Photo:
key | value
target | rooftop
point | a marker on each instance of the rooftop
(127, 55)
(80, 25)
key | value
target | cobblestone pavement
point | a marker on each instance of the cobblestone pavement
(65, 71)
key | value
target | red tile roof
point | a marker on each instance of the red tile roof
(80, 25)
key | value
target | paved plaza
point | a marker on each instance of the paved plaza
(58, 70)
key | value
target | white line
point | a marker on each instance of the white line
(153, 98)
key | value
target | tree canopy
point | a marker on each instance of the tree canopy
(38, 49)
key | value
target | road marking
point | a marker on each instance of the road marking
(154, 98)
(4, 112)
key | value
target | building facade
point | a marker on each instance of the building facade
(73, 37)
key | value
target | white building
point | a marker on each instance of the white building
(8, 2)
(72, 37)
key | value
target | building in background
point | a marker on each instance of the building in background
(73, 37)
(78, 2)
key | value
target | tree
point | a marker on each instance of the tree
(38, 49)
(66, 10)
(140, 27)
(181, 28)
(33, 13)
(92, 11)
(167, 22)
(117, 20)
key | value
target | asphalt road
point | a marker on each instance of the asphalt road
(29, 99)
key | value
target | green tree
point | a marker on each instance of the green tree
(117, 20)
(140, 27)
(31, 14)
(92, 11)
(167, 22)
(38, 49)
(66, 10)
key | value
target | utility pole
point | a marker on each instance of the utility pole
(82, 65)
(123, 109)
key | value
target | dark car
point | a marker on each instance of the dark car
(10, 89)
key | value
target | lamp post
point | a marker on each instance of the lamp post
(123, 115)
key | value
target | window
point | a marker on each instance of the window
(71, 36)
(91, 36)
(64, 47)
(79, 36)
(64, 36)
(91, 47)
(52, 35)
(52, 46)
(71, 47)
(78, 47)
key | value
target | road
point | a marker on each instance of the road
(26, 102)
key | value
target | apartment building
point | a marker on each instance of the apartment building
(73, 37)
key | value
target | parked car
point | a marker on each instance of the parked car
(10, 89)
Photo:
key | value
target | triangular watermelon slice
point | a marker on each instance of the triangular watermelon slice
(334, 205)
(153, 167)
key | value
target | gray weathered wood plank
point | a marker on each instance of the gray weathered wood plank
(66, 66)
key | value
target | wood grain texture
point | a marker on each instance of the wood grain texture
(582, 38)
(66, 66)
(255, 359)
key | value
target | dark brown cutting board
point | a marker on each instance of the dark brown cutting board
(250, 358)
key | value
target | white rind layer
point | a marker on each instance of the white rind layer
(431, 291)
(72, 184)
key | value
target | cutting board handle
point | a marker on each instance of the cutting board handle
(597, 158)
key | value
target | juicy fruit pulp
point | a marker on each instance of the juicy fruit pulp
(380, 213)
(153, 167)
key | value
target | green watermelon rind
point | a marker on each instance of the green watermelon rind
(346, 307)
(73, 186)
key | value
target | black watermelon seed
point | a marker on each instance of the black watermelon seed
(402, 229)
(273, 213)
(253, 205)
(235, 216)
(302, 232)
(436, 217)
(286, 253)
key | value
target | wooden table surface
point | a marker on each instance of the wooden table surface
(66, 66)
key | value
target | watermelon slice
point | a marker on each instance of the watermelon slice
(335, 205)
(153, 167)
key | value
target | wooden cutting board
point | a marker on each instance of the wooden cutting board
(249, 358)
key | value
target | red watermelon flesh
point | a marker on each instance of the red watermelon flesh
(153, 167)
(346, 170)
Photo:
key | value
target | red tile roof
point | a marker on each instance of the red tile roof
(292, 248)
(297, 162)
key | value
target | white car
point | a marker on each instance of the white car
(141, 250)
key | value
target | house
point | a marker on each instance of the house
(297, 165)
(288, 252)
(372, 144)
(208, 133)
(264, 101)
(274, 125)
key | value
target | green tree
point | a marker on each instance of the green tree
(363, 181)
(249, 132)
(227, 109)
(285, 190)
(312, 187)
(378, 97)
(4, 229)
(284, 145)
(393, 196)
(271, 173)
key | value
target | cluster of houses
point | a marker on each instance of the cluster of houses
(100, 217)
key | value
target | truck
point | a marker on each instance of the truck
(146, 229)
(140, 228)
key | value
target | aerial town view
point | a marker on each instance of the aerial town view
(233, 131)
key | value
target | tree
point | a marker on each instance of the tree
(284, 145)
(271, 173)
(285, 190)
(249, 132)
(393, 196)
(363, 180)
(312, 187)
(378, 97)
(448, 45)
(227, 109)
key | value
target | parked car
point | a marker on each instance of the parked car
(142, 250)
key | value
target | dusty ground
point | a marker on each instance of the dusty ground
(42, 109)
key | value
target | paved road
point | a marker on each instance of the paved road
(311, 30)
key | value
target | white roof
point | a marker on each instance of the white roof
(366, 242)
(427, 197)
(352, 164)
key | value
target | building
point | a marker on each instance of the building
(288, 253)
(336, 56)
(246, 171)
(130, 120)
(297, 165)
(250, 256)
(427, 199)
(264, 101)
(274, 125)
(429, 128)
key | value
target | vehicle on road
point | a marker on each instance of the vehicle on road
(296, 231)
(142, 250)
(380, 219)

· · · · ·

### Description of the task
Extract the complete data, matching each line exactly.

### Response below
Photo:
key | value
target | rooftop
point | a marker on each instance of the rooftop
(127, 55)
(80, 25)
key | value
target | cobblestone pavement
point | a marker on each instance of the cobblestone pavement
(65, 71)
key | value
target | red tile roof
point | a marker on each instance of the red tile roof
(80, 25)
key | value
target | paved plaza
point | a marker on each instance of the paved plaza
(58, 70)
key | value
target | white line
point | a marker on each instance of the white line
(153, 98)
key | value
target | tree canopy
point | a marker on each instance of the tree canopy
(38, 49)
key | value
target | road marking
point | a marker on each instance of the road marking
(154, 98)
(4, 112)
key | value
target | building facade
point | a marker on each instance of the building facade
(73, 37)
key | value
target | white building
point | a marker on each instance of the white building
(8, 2)
(72, 37)
key | value
target | building in background
point | a marker on each instance of the building in background
(73, 37)
(78, 2)
key | value
target | tree
point | a marker on each instance of the tree
(38, 49)
(66, 10)
(140, 27)
(181, 28)
(33, 13)
(92, 11)
(167, 22)
(117, 20)
key | value
target | asphalt road
point | a marker on each instance of the asphalt road
(29, 99)
key | value
target | green tree
point | a marker on each instance of the green tree
(117, 20)
(140, 27)
(31, 14)
(92, 11)
(167, 22)
(38, 49)
(66, 10)
key | value
target | utility pole
point | a marker on each instance of the utility pole
(82, 65)
(123, 109)
key | value
target | dark car
point | a marker on each instance of the dark car
(10, 89)
key | value
target | lamp post
point | a marker on each instance of the lamp post
(123, 115)
key | value
target | window
point | a marker on each instance of the window
(71, 36)
(91, 36)
(64, 47)
(79, 36)
(64, 36)
(91, 47)
(52, 35)
(52, 46)
(71, 47)
(78, 47)
key | value
target | road
point | a marker on each instance of the road
(26, 102)
key | value
target | apartment building
point | a marker on each instance of the apartment building
(73, 37)
key | value
target | parked car
point | a marker on each instance of the parked car
(10, 89)
Photo:
key | value
target | triangular watermelon slice
point | a marker on each instance of the triangular watermelon slice
(334, 205)
(153, 167)
key | value
target | gray weathered wood plank
point | a marker on each instance of the gray weathered wood plank
(66, 66)
key | value
target | wood grain texture
point | a marker on each instance of the wood grain texture
(582, 38)
(66, 66)
(255, 359)
key | value
target | dark brown cutting board
point | a marker on each instance of the dark brown cutting board
(250, 358)
key | value
target | white rind layer
point | a marker on each instance of the white rind layer
(431, 291)
(72, 184)
key | value
target | cutting board handle
point | a marker on each instance of the cutting board handle
(597, 158)
key | value
target | juicy fruit pulp
point | a marker on each instance of the juicy fruit pulp
(380, 213)
(153, 167)
key | value
target | green watermelon rind
point | a marker on each instance of the green watermelon rind
(346, 307)
(73, 186)
key | value
target | black watermelon seed
point | a marker on each instance of the black watermelon seed
(402, 229)
(273, 213)
(253, 205)
(235, 216)
(302, 232)
(436, 217)
(286, 253)
key | value
target | wooden table surface
point | a marker on each instance of the wooden table surface
(66, 66)
key | value
target | watermelon slice
point | a marker on each instance of the watermelon slice
(335, 205)
(153, 167)
key | value
target | wooden cutting board
point | a marker on each instance of the wooden cutting board
(249, 358)
key | value
target | red watermelon flesh
point | a marker on each instance of the red watermelon flesh
(153, 167)
(346, 170)
Photo:
key | value
target | red tile roof
point | a marker on each instance of the red tile roof
(292, 248)
(297, 162)
key | value
target | white car
point | a marker on each instance of the white car
(141, 250)
key | value
target | house
point | a marker on each instance of the house
(297, 165)
(288, 252)
(372, 144)
(208, 133)
(264, 101)
(274, 125)
key | value
target | green tree
point | a marker on each instance of the green tree
(363, 181)
(249, 132)
(227, 109)
(285, 190)
(312, 187)
(378, 97)
(4, 229)
(284, 145)
(393, 196)
(271, 173)
key | value
target | cluster of houses
point | a marker on each instance of the cluster of houses
(100, 217)
key | value
target | truck
point | a marker on each instance of the truck
(146, 229)
(140, 228)
key | value
target | aerial town view
point | a marker on each instance of the aerial town view
(233, 131)
key | value
target | tree
point | a marker on each instance of the tree
(284, 145)
(271, 173)
(285, 190)
(249, 132)
(393, 196)
(363, 180)
(312, 187)
(378, 97)
(448, 45)
(227, 109)
key | value
target | parked car
point | a marker on each instance of the parked car
(142, 250)
key | value
target | dusty ground
point | a marker on each instance of the dusty ground
(42, 109)
key | value
target | paved road
point | a marker on each instance of the paved road
(311, 30)
key | value
target | white roof
point | a marker on each instance of the white roof
(366, 242)
(427, 197)
(352, 164)
key | value
target | building
point | a marker on each instance of the building
(288, 253)
(336, 56)
(246, 171)
(130, 120)
(297, 165)
(250, 256)
(427, 199)
(264, 101)
(274, 125)
(429, 128)
key | value
target | vehicle on road
point | a marker on each instance of the vehicle on road
(296, 231)
(142, 250)
(380, 219)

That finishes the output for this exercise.